*** Passage for review Section Begins ***
06/09/2026
Tomb Tuesday|St. Louis No. 3
New Orleans Catholic Cemeteries
This handsome coping tomb in St. Louis Cemetery No. 3 is the burial place of Smith Wendell “S.W.” Green, influential businessman and fraternal organization leader. He was born enslaved in 1861 in Waterproof, Louisiana. His parents, James S. Green and Serena Smith, were laborers on a plantation, but they managed to ensure that their son received an education. Green became a successful merchant in East Carroll Parish. He also invested in real estate.
He was briefly married to Eliza Hardin, and the union produced a son, Smith Wendell Green Jr. Green wed again in 1890, this time to Lorania A. Crane, a marriage that aligned him with important political figures. Lorania’s stepfather was Jacques Adolph Gla, a Civil War veteran active in the Republican party during Reconstruction. Lorania’s brother-in-law, John W. Cooke, was a prominent political leader. These connections as well as those made through his business dealings led to Green becoming a committeeman for the Fifth District Republican Committee. He also served as a delegate to five Republican National Conventions between 1896 and 1920.
*** Passage for review Section Ends ***
*** Entries supplied Section Begins ***
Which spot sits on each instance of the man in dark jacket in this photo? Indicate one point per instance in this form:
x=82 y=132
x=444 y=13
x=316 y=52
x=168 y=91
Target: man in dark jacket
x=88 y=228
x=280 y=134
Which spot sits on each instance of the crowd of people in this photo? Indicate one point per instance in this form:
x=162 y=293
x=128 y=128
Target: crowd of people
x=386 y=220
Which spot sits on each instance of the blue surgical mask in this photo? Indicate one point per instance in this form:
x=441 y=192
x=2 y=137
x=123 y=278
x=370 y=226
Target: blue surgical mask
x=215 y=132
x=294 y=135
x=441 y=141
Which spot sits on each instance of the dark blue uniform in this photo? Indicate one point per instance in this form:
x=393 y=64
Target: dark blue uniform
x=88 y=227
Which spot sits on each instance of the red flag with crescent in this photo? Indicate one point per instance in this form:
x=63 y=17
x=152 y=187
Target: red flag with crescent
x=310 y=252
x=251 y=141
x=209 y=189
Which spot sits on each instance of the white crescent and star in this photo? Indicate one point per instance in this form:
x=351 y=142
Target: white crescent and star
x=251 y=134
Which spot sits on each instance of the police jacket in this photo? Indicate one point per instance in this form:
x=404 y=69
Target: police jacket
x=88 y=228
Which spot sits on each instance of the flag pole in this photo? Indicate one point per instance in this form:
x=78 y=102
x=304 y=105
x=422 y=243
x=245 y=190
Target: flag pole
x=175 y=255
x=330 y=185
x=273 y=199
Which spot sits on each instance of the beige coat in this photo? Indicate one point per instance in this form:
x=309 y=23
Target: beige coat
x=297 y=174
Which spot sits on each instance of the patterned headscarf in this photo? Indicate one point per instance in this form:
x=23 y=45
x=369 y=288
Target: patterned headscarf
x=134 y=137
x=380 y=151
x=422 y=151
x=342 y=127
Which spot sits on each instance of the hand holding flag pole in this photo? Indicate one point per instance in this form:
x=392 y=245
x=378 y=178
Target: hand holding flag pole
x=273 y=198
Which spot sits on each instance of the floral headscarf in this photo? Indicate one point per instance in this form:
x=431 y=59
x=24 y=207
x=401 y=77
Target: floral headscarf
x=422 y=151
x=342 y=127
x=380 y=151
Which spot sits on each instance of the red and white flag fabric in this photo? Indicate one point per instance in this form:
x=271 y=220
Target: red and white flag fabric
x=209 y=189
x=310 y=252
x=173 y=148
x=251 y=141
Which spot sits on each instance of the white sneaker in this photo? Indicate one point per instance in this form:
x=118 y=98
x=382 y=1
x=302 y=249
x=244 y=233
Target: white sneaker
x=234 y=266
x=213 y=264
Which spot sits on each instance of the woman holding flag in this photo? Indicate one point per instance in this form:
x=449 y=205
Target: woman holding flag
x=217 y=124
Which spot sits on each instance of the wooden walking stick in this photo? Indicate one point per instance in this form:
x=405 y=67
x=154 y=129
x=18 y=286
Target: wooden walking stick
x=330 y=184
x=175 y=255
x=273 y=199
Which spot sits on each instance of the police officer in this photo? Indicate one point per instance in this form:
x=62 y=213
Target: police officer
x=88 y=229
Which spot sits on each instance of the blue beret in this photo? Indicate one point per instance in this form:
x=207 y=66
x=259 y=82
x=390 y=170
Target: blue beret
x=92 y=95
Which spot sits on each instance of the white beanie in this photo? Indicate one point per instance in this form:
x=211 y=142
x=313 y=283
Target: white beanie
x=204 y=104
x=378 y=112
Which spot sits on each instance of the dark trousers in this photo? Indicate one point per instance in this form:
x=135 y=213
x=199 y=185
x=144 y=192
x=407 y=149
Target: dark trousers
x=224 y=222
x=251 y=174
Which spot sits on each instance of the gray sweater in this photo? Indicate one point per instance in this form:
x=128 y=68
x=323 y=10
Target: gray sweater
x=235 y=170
*** Entries supplied Section Ends ***
• [Description of the task] List every person the passage about the tomb in St. Louis Cemetery No. 3 names other than Smith Wendell "S.W." Green himself. You will not need the rows to complete this work.

• [Task answer] James S. Green, Serena Smith, Eliza Hardin, Smith Wendell Green Jr., Lorania A. Crane, Jacques Adolph Gla, John W. Cooke